Stored entries:

_____

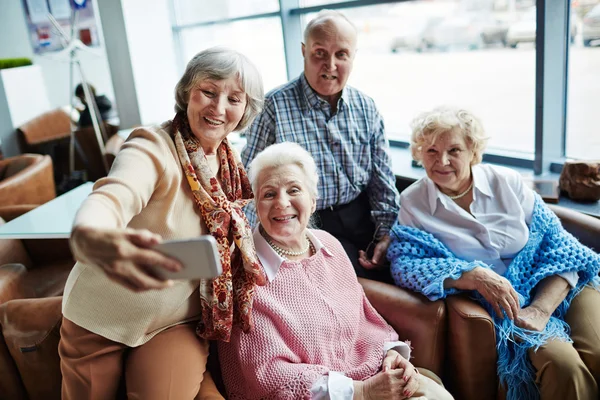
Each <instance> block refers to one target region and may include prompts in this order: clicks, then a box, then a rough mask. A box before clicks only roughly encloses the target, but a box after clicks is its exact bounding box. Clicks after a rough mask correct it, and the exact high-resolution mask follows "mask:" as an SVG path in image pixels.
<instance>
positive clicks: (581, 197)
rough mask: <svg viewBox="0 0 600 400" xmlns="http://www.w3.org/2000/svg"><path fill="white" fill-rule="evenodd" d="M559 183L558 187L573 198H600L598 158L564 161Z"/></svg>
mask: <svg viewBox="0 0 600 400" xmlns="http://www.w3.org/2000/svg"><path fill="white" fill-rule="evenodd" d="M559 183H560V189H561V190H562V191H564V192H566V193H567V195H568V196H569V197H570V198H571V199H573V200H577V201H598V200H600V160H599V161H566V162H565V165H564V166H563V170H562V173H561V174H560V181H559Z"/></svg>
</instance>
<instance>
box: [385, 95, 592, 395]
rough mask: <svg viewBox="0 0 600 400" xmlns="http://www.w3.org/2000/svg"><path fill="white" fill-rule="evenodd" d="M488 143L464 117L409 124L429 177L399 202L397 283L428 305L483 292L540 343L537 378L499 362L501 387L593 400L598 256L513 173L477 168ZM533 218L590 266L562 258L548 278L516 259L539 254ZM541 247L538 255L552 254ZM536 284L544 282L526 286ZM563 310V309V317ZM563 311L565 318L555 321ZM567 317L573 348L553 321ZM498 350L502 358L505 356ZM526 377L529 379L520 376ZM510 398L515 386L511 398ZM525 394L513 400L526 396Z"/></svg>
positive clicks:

_____

### EXERCISE PROMPT
Retype the stored entries above line for line, without the pictures.

### REPLY TO THE TASK
Each <instance> block refers to one target region and may include prompts in this order: clicks, then a box, then a rough mask. A box before clicks only roughly encloses the target, but a box after clicks is its exact bounding box. Clicks after a rough mask correct it, and the exact high-resolution mask follows "mask:" as an SVG path in image pixels.
<instance>
positive clicks: (581, 197)
rough mask: <svg viewBox="0 0 600 400" xmlns="http://www.w3.org/2000/svg"><path fill="white" fill-rule="evenodd" d="M559 183L558 187L573 198H600L598 158L564 161Z"/></svg>
mask: <svg viewBox="0 0 600 400" xmlns="http://www.w3.org/2000/svg"><path fill="white" fill-rule="evenodd" d="M559 183H560V189H561V190H562V191H564V192H566V193H567V195H568V196H569V197H570V198H571V199H573V200H577V201H598V200H600V160H599V161H566V162H565V165H564V166H563V170H562V173H561V174H560V181H559Z"/></svg>
</instance>
<instance>
box: [385, 95, 592, 395]
rough mask: <svg viewBox="0 0 600 400" xmlns="http://www.w3.org/2000/svg"><path fill="white" fill-rule="evenodd" d="M488 143L464 117L409 124L429 177L399 202L397 283L428 305L483 292L540 343L537 378L499 362L501 387L593 400L598 256L513 173L477 168ZM533 218L590 266L562 258L548 278L516 259L539 254ZM541 247L538 255L552 254ZM536 284L544 282L526 286ZM563 310V309V317ZM563 311L565 318L555 321ZM567 317L573 348L553 321ZM498 350L502 358L505 356ZM526 377L529 379L520 376ZM510 398L515 386L511 398ZM525 394L513 400L526 396Z"/></svg>
positive clicks:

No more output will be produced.